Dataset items
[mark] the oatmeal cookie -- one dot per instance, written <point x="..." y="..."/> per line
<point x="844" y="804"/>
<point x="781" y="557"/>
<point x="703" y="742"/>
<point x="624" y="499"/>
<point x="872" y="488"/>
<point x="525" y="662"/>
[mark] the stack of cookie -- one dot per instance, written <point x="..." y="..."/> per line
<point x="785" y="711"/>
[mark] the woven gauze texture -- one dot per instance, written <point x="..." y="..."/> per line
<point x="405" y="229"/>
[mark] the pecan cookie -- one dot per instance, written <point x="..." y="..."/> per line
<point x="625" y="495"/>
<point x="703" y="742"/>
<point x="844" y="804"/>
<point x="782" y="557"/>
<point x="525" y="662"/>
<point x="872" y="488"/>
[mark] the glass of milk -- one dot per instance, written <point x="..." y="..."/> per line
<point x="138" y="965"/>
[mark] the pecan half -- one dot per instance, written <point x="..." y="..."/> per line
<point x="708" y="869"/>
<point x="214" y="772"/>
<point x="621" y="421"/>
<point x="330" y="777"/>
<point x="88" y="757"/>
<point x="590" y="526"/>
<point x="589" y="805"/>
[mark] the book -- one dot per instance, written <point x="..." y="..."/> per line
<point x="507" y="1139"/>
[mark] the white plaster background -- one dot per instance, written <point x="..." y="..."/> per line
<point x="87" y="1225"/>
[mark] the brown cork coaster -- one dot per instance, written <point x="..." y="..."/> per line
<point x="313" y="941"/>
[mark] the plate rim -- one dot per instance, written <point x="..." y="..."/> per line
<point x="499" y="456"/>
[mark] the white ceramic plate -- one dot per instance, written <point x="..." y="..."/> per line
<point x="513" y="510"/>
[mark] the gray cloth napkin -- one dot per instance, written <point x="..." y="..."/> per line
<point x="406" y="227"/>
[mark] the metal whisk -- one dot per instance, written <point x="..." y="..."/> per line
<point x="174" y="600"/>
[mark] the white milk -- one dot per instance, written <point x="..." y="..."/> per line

The task
Arrange all of the material above as a numbered list, one line per number, and omit any blank lines.

Task result
1. [mark] the oatmeal cookie -- one dot per instance, written <point x="..." y="..."/> per line
2. <point x="844" y="804"/>
3. <point x="781" y="557"/>
4. <point x="703" y="742"/>
5. <point x="624" y="499"/>
6. <point x="872" y="488"/>
7. <point x="525" y="662"/>
8. [mark] the stack of cookie -- one dot per instance, written <point x="..." y="..."/> per line
9. <point x="785" y="711"/>
10. [mark] the woven gauze texture -- one dot per instance, written <point x="..." y="..."/> per line
11. <point x="405" y="229"/>
12. [mark] the pecan cookie -- one dot per instance, written <point x="..." y="..."/> per line
13. <point x="625" y="495"/>
14. <point x="703" y="742"/>
15. <point x="844" y="804"/>
16. <point x="782" y="557"/>
17. <point x="525" y="662"/>
18. <point x="872" y="488"/>
19. [mark] the glass of milk -- one dot per instance, written <point x="..." y="..."/> per line
20. <point x="138" y="965"/>
21. [mark] the pecan half -- one dot per instance, written <point x="..." y="..."/> per line
22. <point x="708" y="869"/>
23. <point x="214" y="772"/>
24. <point x="621" y="421"/>
25. <point x="330" y="777"/>
26. <point x="88" y="757"/>
27. <point x="590" y="526"/>
28. <point x="589" y="805"/>
29. [mark] the book -- one dot per instance, written <point x="..." y="..."/> per line
30. <point x="507" y="1139"/>
31. [mark] the white plaster background -- one dot per instance, written <point x="..." y="..."/> per line
32. <point x="87" y="1225"/>
33. [mark] the brown cork coaster -- one dot per instance, written <point x="..." y="..."/> per line
34. <point x="313" y="941"/>
35. [mark] the plate rim -- one dot per instance, written <point x="..." y="..."/> per line
36. <point x="499" y="456"/>
37. [mark] the white ceramic plate -- one dot per instance, written <point x="..." y="..."/> per line
38. <point x="513" y="510"/>
39. [mark] the gray cloth napkin -- one dot per instance, written <point x="..." y="..."/> per line
40. <point x="406" y="227"/>
41. [mark] the metal whisk -- one dot per instance, written <point x="..." y="..."/> per line
42. <point x="174" y="600"/>
43. [mark] the white milk -- one dot per instance, written <point x="..." y="..."/> per line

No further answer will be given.